Exercise brief. Rewrite every item below as a numbered list, one line per number, skipping any blank lines. Leave the pictures out.

Stored rows.

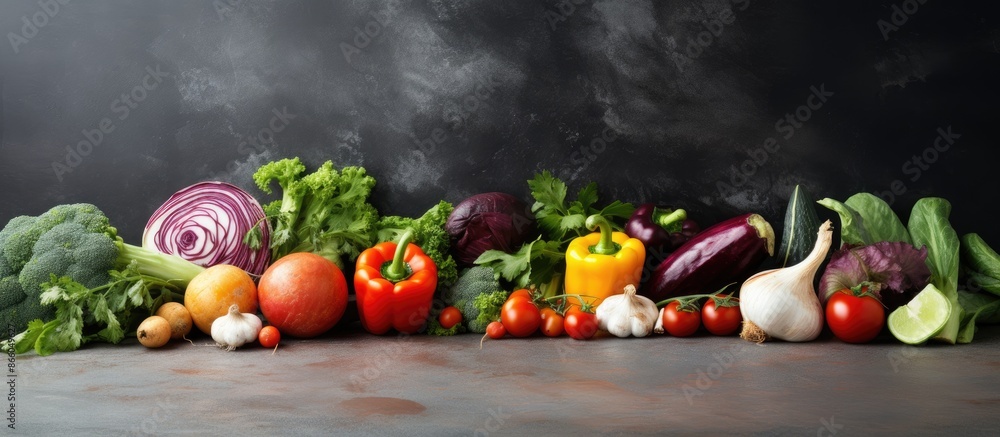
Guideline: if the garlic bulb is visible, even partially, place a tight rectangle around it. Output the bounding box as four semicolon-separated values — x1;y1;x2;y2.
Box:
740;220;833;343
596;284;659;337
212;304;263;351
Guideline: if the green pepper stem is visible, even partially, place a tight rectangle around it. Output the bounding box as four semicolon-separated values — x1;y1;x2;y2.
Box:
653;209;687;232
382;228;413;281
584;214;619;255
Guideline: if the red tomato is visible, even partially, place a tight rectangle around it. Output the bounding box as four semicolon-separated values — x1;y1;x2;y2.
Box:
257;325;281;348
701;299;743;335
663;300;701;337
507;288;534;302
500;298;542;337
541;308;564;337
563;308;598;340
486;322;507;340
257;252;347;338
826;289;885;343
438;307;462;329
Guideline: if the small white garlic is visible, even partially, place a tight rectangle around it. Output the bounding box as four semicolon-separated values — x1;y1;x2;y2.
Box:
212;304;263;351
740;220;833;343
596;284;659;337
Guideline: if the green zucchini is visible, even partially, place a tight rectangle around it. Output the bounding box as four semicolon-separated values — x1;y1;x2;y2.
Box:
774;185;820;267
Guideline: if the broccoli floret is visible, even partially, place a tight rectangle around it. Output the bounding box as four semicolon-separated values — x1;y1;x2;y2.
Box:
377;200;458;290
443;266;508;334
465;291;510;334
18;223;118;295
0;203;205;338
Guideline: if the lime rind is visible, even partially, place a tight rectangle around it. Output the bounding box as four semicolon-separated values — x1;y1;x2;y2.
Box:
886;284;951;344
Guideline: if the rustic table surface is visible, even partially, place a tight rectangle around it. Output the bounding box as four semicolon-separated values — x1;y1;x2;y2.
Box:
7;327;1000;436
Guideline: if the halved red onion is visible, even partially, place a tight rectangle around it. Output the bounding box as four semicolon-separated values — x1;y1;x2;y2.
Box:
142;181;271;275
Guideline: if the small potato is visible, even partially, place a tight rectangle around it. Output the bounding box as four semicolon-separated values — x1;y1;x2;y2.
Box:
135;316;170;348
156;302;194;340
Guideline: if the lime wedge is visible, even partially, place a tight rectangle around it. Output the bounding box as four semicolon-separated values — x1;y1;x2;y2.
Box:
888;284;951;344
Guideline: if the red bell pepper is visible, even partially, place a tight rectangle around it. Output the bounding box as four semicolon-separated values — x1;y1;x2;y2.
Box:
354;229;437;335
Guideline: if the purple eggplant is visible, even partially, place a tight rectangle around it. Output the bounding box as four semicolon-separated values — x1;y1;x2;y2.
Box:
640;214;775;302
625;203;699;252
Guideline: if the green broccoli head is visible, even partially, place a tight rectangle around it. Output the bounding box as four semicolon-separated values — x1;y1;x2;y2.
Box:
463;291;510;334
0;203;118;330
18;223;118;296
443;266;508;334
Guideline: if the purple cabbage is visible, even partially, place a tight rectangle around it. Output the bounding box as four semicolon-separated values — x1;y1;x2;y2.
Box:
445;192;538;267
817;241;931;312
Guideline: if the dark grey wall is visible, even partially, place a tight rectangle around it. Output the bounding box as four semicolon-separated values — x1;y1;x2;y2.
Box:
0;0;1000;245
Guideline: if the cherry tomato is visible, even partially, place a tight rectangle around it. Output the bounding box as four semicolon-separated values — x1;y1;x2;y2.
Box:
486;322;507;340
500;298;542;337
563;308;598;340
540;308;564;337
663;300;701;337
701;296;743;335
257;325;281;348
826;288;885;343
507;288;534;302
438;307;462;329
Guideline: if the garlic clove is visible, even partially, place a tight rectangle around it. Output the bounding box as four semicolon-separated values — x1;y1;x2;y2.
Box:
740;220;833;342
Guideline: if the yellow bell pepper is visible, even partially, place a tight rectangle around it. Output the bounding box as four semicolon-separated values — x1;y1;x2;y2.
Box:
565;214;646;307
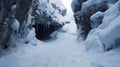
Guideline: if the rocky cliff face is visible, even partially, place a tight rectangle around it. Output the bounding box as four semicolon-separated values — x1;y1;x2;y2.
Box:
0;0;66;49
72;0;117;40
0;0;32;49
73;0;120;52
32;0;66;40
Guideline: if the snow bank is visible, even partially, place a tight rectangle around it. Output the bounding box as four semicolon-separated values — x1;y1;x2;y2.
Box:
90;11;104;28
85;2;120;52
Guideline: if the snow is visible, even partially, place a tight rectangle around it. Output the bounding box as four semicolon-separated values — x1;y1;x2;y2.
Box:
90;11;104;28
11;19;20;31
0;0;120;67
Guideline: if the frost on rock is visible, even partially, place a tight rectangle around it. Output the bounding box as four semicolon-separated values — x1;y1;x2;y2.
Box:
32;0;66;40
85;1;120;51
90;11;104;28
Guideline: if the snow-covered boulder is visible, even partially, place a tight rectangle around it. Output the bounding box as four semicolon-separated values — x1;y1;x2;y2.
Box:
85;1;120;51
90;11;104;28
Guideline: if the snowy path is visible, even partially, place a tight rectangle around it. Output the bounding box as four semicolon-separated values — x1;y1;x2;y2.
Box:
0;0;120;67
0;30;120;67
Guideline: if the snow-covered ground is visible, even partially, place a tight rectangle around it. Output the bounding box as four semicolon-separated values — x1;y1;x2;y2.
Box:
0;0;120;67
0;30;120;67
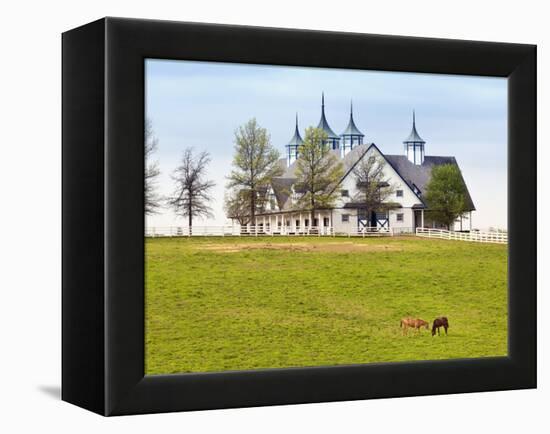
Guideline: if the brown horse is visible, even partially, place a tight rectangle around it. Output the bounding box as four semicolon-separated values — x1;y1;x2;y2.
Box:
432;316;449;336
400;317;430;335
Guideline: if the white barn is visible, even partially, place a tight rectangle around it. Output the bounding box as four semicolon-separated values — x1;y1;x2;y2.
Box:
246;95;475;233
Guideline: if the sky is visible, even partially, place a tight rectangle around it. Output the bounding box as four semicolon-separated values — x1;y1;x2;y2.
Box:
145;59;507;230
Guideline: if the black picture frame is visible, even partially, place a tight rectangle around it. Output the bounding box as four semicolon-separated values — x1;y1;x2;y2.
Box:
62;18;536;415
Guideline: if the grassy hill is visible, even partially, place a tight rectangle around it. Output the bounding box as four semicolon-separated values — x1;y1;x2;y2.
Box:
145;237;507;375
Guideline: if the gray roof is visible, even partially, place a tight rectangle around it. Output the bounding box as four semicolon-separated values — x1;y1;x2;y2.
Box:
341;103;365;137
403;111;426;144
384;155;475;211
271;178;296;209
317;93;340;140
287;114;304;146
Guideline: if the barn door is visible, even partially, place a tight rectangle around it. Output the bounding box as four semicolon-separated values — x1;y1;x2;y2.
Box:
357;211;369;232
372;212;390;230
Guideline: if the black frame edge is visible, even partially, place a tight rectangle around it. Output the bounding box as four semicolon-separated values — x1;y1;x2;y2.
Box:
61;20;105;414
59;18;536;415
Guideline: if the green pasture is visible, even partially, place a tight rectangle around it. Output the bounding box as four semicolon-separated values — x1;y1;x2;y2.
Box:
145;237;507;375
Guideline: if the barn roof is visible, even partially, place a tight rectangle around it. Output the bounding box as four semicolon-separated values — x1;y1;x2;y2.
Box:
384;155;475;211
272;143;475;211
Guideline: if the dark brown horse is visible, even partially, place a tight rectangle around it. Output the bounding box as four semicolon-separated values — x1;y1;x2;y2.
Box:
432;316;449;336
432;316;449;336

Written answer.
1. Guideline: if the garlic bulb is visible, even partially, place a tight rectangle around it. Output the bounding box as four semicolon-separated values — x1;y1;x2;y2.
2. Box:
3. 740;220;833;343
4. 596;284;659;337
5. 212;304;263;351
6. Guideline: if the green pepper stem is visible, even partially, place a tight rectangle around it. Output the bounding box as four semicolon-separated values — x1;y1;x2;y2.
7. Box:
8. 653;209;687;232
9. 382;228;413;281
10. 584;214;619;255
11. Guideline: if the red tomato is visible, even partially, place a tight rectangle around it. Output the bounding box as four semicolon-separated values — x1;y1;x2;y2.
12. Box:
13. 257;325;281;348
14. 701;299;743;335
15. 663;300;701;337
16. 507;288;534;302
17. 500;298;542;337
18. 541;308;564;337
19. 563;308;598;340
20. 486;322;507;340
21. 257;252;347;338
22. 826;289;885;343
23. 438;307;462;329
24. Guideline: if the small white garlic is visible, even partially, place a tight rectangle around it. Output the bounding box as four semicolon-separated values — x1;y1;x2;y2.
25. Box:
26. 212;304;263;351
27. 740;220;833;343
28. 596;284;659;337
29. Guideline: if the green zucchini is visible, even partially, place a tight rectangle around it. Output the bounding box as four semicolon-separated values — x1;y1;x2;y2.
30. Box:
31. 774;185;820;267
32. Guideline: if the broccoli floret is visible, even partially, place a tight rectangle around it. Output the bounding box as four semicolon-separated values — x1;y1;x2;y2.
33. Box:
34. 377;200;458;290
35. 443;266;508;334
36. 465;291;510;334
37. 18;223;118;295
38. 0;203;205;338
39. Guideline: if the lime rind is visible, even partially, place a tight rectangle around it. Output the bounding box as four semicolon-separated values — x1;y1;x2;y2.
40. Box:
41. 886;284;951;344
42. Guideline: if the rustic table surface is visible, even partially, place a tight rectangle around it. Output the bounding box as four semicolon-separated values — x1;y1;x2;y2.
43. Box:
44. 7;327;1000;436
45. Guideline: if the halved red onion is visible, even partially, place a tight rectangle around it. Output the bounding box as four semicolon-separated values — x1;y1;x2;y2.
46. Box:
47. 142;181;271;275
48. Guideline: if the small potato is visible, even partially, place a tight rectangle around it. Output the bounding box as four semicolon-separated values — x1;y1;x2;y2.
49. Box:
50. 135;316;170;348
51. 156;302;194;340
52. Guideline: if the lime wedge is visible, even partially, place a tight rectangle around it. Output the bounding box as four semicolon-separated values — x1;y1;x2;y2.
53. Box:
54. 888;284;951;344
55. Guideline: if the red bell pepper is visible, even partially, place a tight rectangle around it. Output the bounding box as four semicolon-separated values — x1;y1;x2;y2.
56. Box:
57. 354;229;437;335
58. Guideline: if the purple eggplant is visible, even partially, place a tight rectangle around it. Output the bounding box as four semicolon-separated values — x1;y1;x2;y2.
59. Box:
60. 640;214;775;302
61. 625;203;699;252
62. Guideline: if the green broccoli head is visible, even partially, place a tight rectangle around it. Output the bounding box as four semicolon-separated values — x1;y1;x2;y2.
63. Box:
64. 463;291;510;334
65. 0;203;118;330
66. 18;223;118;296
67. 443;266;508;334
68. Guideline: if the purple cabbage is visible, even partially, place a tight rectangle around it. Output the bounding box as four semicolon-separated values — x1;y1;x2;y2.
69. Box:
70. 445;192;538;267
71. 817;241;931;312
72. Guideline: if the dark grey wall is visible, even partially, place a tight rectangle around it. Output the bounding box as four semicolon-separated values — x1;y1;x2;y2.
73. Box:
74. 0;0;1000;245
75. Guideline: if the cherry tomato is visible, even partially, place a tight rectangle around it. Output the bounding box as four semicolon-separated values — x1;y1;x2;y2.
76. Box:
77. 486;322;507;340
78. 500;298;542;337
79. 563;308;598;340
80. 540;308;564;337
81. 663;300;701;337
82. 701;296;743;335
83. 257;325;281;348
84. 826;288;885;343
85. 507;288;534;302
86. 438;307;462;329
87. Guideline: if the garlic clove is visible, even partially, place a tight rectangle around it. Output the bounding box as four semicolon-separated values — x1;y1;x2;y2.
88. Box:
89. 740;220;833;342
90. Guideline: if the yellow bell pepper is visible, even partially, place a tight rectangle around it. Output the bounding box as four semicolon-separated values — x1;y1;x2;y2.
91. Box:
92. 565;214;646;307
93. Guideline: if the rocky cliff face is visible, even partially, place a tight rectangle around it. Output the bounding box as four semicolon-separated values — x1;y1;x2;y2.
94. Box:
95. 0;0;66;49
96. 72;0;117;40
97. 0;0;32;49
98. 73;0;120;52
99. 32;0;66;40
100. Guideline: if the snow bank is visible, even partially, place a tight rectangle around it. Output the bounding box as four semicolon-separated values — x1;y1;x2;y2.
101. Box:
102. 90;11;104;28
103. 85;2;120;52
104. Guideline: if the snow is visible, even partially, place a tight rectangle around it. Output the bounding box as four semicolon-separated values — x1;y1;x2;y2.
105. Box:
106. 90;11;104;28
107. 11;19;20;31
108. 0;0;120;67
109. Guideline: if the frost on rock is visible, even partially, place a tight rectangle around it. Output the bounding box as four semicolon-separated values — x1;y1;x2;y2.
110. Box:
111. 32;0;66;40
112. 85;1;120;51
113. 90;11;104;28
114. Guideline: if the snow-covered boulder is visible, even partially, place a tight rectangle around it. Output the bounding box as four semicolon-separated values — x1;y1;x2;y2.
115. Box:
116. 85;1;120;51
117. 90;11;104;28
118. Guideline: if the snowy path is visible, even partially, place a tight rectangle around it. Output the bounding box as four semicolon-separated values — x1;y1;x2;y2.
119. Box:
120. 0;0;120;67
121. 0;30;120;67
122. Guideline: if the snow-covered ground is visible, even partially, place a tight rectangle around it. Output the bounding box as four semicolon-separated values — x1;y1;x2;y2.
123. Box:
124. 0;0;120;67
125. 0;30;120;67
126. Guideline: if the brown horse is visible, even partially, place a tight rectangle around it. Output the bounding box as four semicolon-separated values — x1;y1;x2;y2.
127. Box:
128. 432;316;449;336
129. 400;317;430;335
130. Guideline: if the white barn is visible, even partially, place a tight rectangle around it. Output the bounding box as four semicolon-separated values — x1;y1;x2;y2.
131. Box:
132. 246;95;475;233
133. Guideline: if the sky is visible, even partially, place a tight rectangle around it. Output the bounding box as four semicolon-separated values — x1;y1;x2;y2.
134. Box:
135. 145;59;507;230
136. Guideline: if the black picture frame is visible, even partially, place a tight rectangle around it. Output the bounding box as four semicolon-separated values — x1;y1;x2;y2.
137. Box:
138. 62;18;536;415
139. Guideline: if the grassy hill is visible, even partially, place a tight rectangle around it. Output the bounding box as four semicolon-separated values — x1;y1;x2;y2.
140. Box:
141. 145;237;507;375
142. Guideline: if the gray roof is visible, even partially, place a tight rectangle around it. Output the bounding box as four semicolon-separated values — x1;y1;x2;y2.
143. Box:
144. 341;103;365;137
145. 403;111;426;144
146. 384;155;475;211
147. 271;178;296;209
148. 317;93;340;140
149. 287;114;304;146
150. Guideline: if the barn door is visible, even partially, place a tight rectangle around it. Output the bounding box as four semicolon-separated values — x1;y1;x2;y2.
151. Box:
152. 357;211;369;232
153. 372;212;390;230
154. Guideline: if the black frame edge is visible, even partially, place a tight rectangle around it. Output the bounding box as four semicolon-separated values — x1;y1;x2;y2.
155. Box:
156. 61;20;105;414
157. 59;18;536;415
158. Guideline: if the green pasture is visible, even partially, place a tight rectangle around it. Output the bounding box as four semicolon-separated values — x1;y1;x2;y2.
159. Box:
160. 145;237;507;375
161. Guideline: if the barn roof is visible, even partially, place a tight rectangle around it. Output the bounding box as four semicolon-separated values — x1;y1;x2;y2.
162. Box:
163. 384;155;475;211
164. 272;143;475;211
165. Guideline: if the dark brown horse is visible, even partially, place a tight rectangle around it. Output the bounding box as four semicolon-separated values — x1;y1;x2;y2.
166. Box:
167. 432;316;449;336
168. 432;316;449;336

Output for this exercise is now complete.